# SHORT EXERCISE
Rewrite the listing from the line with "Get the bounding box for baby's" up to and including the line with "[195, 314, 267, 363]" as a two-column CSV headed text and output. Use one row per entry, place each value in a single quoted field, and replace any line breaks with spaces.

[Excerpts of labeled region data]
§

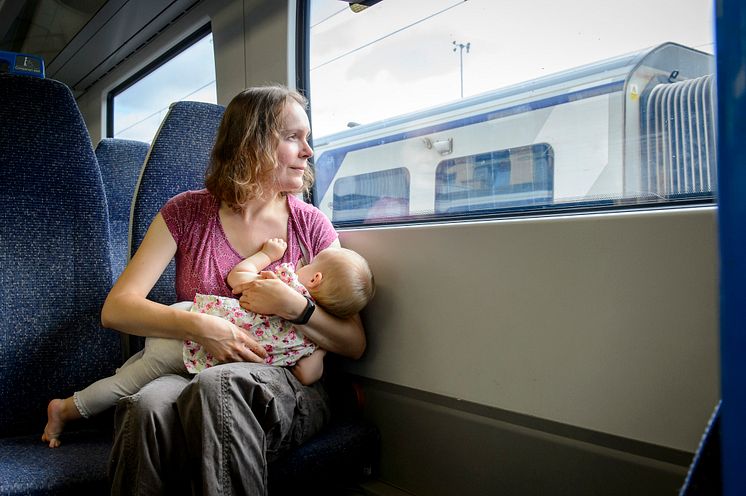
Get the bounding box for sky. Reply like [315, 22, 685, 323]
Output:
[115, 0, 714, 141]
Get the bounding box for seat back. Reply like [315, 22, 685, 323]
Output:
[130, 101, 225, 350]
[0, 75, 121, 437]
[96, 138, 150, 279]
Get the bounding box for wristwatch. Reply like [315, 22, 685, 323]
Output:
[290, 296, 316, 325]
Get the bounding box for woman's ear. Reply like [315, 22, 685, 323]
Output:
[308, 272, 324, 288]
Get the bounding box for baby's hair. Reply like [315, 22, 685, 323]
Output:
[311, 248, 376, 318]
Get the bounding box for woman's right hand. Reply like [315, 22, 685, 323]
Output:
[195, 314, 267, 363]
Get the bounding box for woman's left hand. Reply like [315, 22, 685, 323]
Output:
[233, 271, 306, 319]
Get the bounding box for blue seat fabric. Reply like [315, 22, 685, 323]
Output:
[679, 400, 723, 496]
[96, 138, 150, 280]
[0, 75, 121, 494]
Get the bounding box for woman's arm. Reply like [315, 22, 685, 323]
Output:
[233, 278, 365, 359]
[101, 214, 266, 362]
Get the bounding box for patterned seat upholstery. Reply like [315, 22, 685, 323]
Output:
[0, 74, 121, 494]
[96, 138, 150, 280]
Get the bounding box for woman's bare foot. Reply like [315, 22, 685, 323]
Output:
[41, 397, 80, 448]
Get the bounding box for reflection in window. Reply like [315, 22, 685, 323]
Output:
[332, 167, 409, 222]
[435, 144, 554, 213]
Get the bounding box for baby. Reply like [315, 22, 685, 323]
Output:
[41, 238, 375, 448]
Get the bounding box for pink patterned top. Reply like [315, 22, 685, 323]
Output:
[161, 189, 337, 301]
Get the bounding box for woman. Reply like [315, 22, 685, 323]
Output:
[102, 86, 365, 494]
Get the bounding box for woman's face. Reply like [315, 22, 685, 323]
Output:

§

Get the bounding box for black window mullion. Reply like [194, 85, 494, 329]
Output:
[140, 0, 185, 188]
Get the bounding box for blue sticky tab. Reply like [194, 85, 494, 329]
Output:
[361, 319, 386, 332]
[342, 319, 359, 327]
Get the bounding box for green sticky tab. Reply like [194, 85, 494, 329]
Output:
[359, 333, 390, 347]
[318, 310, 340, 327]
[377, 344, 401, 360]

§

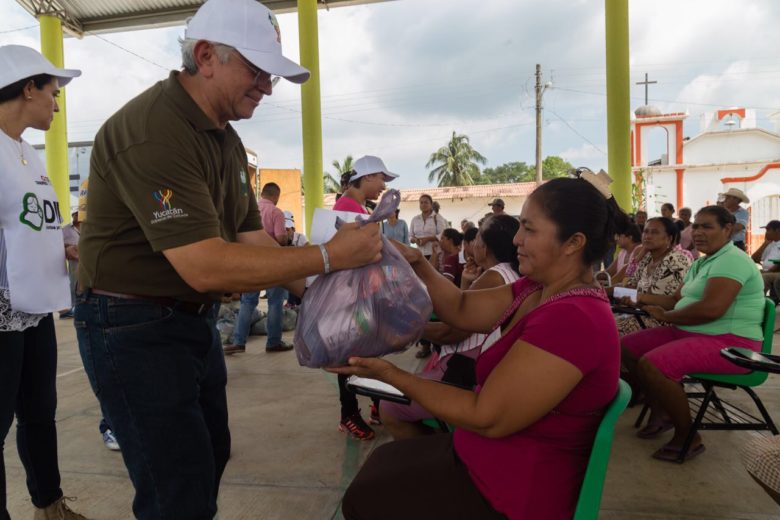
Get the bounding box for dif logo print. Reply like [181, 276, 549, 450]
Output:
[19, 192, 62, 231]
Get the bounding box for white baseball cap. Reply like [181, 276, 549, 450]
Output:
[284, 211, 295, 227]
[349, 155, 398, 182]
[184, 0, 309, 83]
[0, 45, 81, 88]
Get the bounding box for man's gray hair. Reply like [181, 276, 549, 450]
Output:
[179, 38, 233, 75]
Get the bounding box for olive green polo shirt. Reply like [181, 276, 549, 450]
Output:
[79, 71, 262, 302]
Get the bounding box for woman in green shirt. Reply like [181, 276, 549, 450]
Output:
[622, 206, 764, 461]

§

# CORRECT RESULT
text,output
"Get the bounding box for baby's hair. Reply like [315, 22, 685, 323] Output:","[311, 248, 376, 318]"
"Get the bounding box for woman's right hand. Reply like [315, 22, 685, 323] Output:","[195, 314, 267, 363]"